A reason the above approach or, more in general, kernel based approximation or interpolation has found widespread use, is its ability to bridge the gap between finite and infinite dimensional spaces. This property amounts in the case at hand in the possibility of computing the continuous variable solution \(u_{\mathbb {D},\alpha }\) by solving finite dimensional systems.

Theorem 2.4

The minimizer \(u_ {\mathbb {D},\alpha }\), \(\alpha >0\), is completely determined by its values \(u_{\mathbb {X},\alpha }=u_{\mathbb {D},\alpha }\big |_\mathbb {X} =\bigl ( u_ {\mathbb {D},\alpha }(x^i)\bigr )_{i=1,\dots ,m}\), on the set of arguments \(\mathbb {X}=\big \{ x^i\,\big |\, i=1,\dots ,m\big \}\). The latter can be determined by solving the well-posed linear system

$$\begin{aligned} \bigl (\alpha +M_\mathbb {D}\bigr ) u_{\mathbb {X},\alpha }= M_\mathbb {D} \mathbb {Y}, \end{aligned}$$
(2.4)

where the matrix \(M_\mathbb {D} \in \mathbb {R}^{m\times m}\) is given by

$$\begin{aligned} M_{ij}=\exp \bigl (-2\pi |x^i-x^j|\bigr ),\, i,j=1\dots , m. \end{aligned}$$

It then holds that

$$\begin{aligned} u_ {\mathbb {D},\alpha }(x)=\frac{1}{\alpha }\sum _{j=1}^m \bigl [ y^j- u_{\mathbb {X},\alpha }^j\bigr ]\exp \bigl (-2\pi |x-x^j|\bigr ), \end{aligned}$$
(2.5)

:: Record set ::

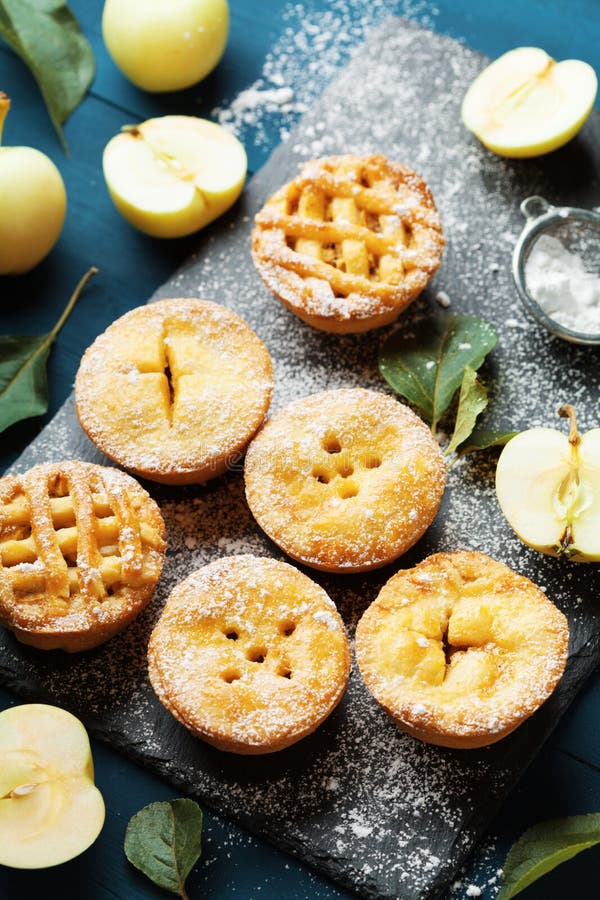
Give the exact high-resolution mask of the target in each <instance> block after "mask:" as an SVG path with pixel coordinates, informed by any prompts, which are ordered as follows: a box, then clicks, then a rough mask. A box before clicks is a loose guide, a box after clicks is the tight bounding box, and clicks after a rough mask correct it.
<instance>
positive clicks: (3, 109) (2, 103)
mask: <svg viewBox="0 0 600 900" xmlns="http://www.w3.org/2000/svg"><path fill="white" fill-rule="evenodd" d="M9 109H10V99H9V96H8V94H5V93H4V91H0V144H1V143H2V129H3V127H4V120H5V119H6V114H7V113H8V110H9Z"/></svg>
==
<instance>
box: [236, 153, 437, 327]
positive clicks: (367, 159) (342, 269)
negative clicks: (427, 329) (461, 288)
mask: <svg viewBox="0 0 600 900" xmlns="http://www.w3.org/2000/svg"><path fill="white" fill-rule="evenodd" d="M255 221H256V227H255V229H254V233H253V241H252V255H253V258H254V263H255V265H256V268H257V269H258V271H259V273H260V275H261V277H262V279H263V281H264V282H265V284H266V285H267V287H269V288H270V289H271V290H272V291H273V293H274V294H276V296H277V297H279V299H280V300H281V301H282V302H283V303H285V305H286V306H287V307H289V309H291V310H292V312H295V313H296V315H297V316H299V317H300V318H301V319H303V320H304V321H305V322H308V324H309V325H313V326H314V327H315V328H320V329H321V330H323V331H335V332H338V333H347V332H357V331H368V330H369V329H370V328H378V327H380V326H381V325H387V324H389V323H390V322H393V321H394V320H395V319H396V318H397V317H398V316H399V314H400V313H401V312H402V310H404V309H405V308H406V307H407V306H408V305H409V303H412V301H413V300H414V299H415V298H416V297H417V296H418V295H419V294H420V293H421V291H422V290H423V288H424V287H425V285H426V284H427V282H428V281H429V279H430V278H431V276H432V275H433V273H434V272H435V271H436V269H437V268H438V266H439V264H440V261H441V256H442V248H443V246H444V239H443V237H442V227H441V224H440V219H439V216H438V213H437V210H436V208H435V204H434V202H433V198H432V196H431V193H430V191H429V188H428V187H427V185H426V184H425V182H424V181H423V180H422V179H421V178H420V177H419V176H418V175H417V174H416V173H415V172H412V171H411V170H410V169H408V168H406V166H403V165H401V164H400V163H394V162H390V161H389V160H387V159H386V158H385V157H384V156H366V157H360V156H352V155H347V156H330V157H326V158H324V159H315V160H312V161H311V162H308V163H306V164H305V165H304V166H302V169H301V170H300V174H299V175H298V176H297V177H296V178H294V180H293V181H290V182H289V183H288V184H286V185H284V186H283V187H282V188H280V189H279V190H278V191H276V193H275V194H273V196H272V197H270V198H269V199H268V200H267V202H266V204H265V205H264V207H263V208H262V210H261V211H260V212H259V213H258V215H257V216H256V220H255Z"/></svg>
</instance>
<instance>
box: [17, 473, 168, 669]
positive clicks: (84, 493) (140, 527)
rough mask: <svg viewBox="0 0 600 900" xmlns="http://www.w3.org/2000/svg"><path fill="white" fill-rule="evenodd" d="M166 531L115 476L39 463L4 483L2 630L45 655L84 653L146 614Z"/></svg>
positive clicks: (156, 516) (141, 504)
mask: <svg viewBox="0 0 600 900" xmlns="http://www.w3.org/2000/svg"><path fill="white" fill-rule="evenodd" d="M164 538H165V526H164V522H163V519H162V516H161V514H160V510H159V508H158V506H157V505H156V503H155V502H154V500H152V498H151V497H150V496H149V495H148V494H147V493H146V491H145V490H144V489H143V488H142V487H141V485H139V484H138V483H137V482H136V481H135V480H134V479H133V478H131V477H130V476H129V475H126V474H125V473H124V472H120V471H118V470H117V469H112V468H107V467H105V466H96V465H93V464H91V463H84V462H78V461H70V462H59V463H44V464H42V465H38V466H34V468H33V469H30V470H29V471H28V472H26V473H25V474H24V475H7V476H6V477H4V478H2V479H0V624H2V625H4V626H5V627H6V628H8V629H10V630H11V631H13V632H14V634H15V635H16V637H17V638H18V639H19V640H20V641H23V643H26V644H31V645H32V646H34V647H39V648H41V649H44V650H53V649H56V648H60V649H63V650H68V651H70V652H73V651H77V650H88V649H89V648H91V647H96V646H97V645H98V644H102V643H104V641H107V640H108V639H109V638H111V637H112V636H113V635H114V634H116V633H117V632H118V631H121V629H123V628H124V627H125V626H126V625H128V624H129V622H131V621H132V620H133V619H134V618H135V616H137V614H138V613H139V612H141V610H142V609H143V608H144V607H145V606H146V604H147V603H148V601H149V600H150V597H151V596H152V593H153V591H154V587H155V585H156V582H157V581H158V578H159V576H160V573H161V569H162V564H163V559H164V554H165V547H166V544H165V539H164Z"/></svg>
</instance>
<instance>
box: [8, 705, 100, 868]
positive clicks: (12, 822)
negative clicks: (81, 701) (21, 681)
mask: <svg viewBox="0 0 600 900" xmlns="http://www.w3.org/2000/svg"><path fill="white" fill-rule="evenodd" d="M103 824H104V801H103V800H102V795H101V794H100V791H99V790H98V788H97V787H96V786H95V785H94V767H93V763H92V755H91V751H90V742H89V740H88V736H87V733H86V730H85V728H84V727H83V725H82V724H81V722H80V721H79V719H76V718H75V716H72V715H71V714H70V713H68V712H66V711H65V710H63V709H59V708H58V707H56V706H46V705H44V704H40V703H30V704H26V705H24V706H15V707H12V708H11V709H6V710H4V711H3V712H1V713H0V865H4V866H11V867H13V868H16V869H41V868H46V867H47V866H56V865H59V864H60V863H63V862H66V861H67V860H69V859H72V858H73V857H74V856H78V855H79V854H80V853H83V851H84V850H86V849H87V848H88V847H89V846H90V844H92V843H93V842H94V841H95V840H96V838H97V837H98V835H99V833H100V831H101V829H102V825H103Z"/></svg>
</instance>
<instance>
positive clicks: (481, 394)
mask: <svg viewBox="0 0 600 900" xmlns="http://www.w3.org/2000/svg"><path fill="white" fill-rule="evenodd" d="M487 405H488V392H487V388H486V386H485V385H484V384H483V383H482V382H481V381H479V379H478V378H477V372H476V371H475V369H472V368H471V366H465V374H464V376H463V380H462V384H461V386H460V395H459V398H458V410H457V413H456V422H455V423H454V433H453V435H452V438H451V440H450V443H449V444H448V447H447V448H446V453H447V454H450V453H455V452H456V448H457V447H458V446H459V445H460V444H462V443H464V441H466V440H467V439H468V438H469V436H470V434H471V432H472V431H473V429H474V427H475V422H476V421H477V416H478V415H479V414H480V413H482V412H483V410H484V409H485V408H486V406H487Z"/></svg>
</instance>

:: Tasks ::
A. In the passage on kernel-based approximation, what ability explains why this kind of approximation or interpolation has found widespread use?
B. Copy the passage on kernel-based approximation word for word, starting at "A reason the" and ending at "finite dimensional systems.".
C. Pick up the passage on kernel-based approximation and keep writing from the point where it stops.

:: Exercise answers ::
A. Its ability to bridge the gap between finite and infinite dimensional spaces.

B.
A reason the above approach or, more in general, kernel based approximation or interpolation has found widespread use, is its ability to bridge the gap between finite and infinite dimensional spaces. This property amounts in the case at hand in the possibility of computing the continuous variable solution \(u_{\mathbb {D},\alpha }\) by solving finite dimensional systems.

C.
for any \(x\in \mathbb {R}^d\). For \(\alpha =0\), it holds that

$$\begin{aligned} \Lambda =M_\mathbb {D}^{-1}\mathbb {Y},\text { i.e. that } \lambda _i=\sum _{j=1}^m \bigl [M_\mathbb {D}^{-1}\bigr ]_{ij}y^j \end{aligned}$$

Proof

The Fourier transform of the Laplace kernel is known. Indeed

$$\begin{aligned} \mathcal {F}_d \bigl [ \exp (-2\pi \varepsilon |\cdot |)\bigr ](\xi ) =\frac{c_d\varepsilon }{\bigl (\varepsilon ^2+|\xi |^2\bigr )^{\frac{d+1}{2}}}, \end{aligned}$$
(2.6)

where \(c_d=\Gamma (d+1)/\pi ^\frac{d+1}{2}\). For the purposes of this paper the parameter \(\varepsilon \) is set to be 1. The right-hand side of the above identity is the symbol of the pseudo-differential operator \(c_d(1-\Delta )^{-\frac{d+1}{2}}\). Now, equation (2.1) is equivalent to

$$\begin{aligned} \alpha \, u=\sum _{j=1}^m \bigl [ y^j-u(x^j)\bigr ] c_d(1-\Delta )^{-\frac{d+1}{2}}\delta _{x^j} =\sum _{j=1}^m \bigl [ y^j-u(x^j)\bigr ] \exp \bigl (-2\pi |\cdot -x^j|\bigr ), \end{aligned}$$

where the second equality sign follows from (2.6) and well-known properties of the Fourier transform. It only remains to evaluate this identity on the arguments \(\mathbb {X}\) to obtain the finite linear system. When \(\alpha =0\), representation (2.3) entails that

$$\begin{aligned} u_{\mathbb {D},0}=\sum _{j=1}^m \lambda _j \exp \bigl (-2\pi |\cdot -x^j|\bigr ), \end{aligned}$$

and therefore that

$$\begin{aligned} \mathbb {Y}=u_{\mathbb {D},0}(\mathbb {X})=M_\mathbb {D}\Lambda , \end{aligned}$$

as claimed. \(\square \)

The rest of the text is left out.